Stored entries
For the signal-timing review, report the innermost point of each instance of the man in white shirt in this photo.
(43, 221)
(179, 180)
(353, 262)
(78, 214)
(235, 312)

**Stated goal**
Produce an exact copy of the whole listing.

**Correct response**
For the signal-timing review, report the innermost point of each instance of the man in white shirt in this photo.
(43, 221)
(179, 180)
(353, 262)
(78, 214)
(235, 312)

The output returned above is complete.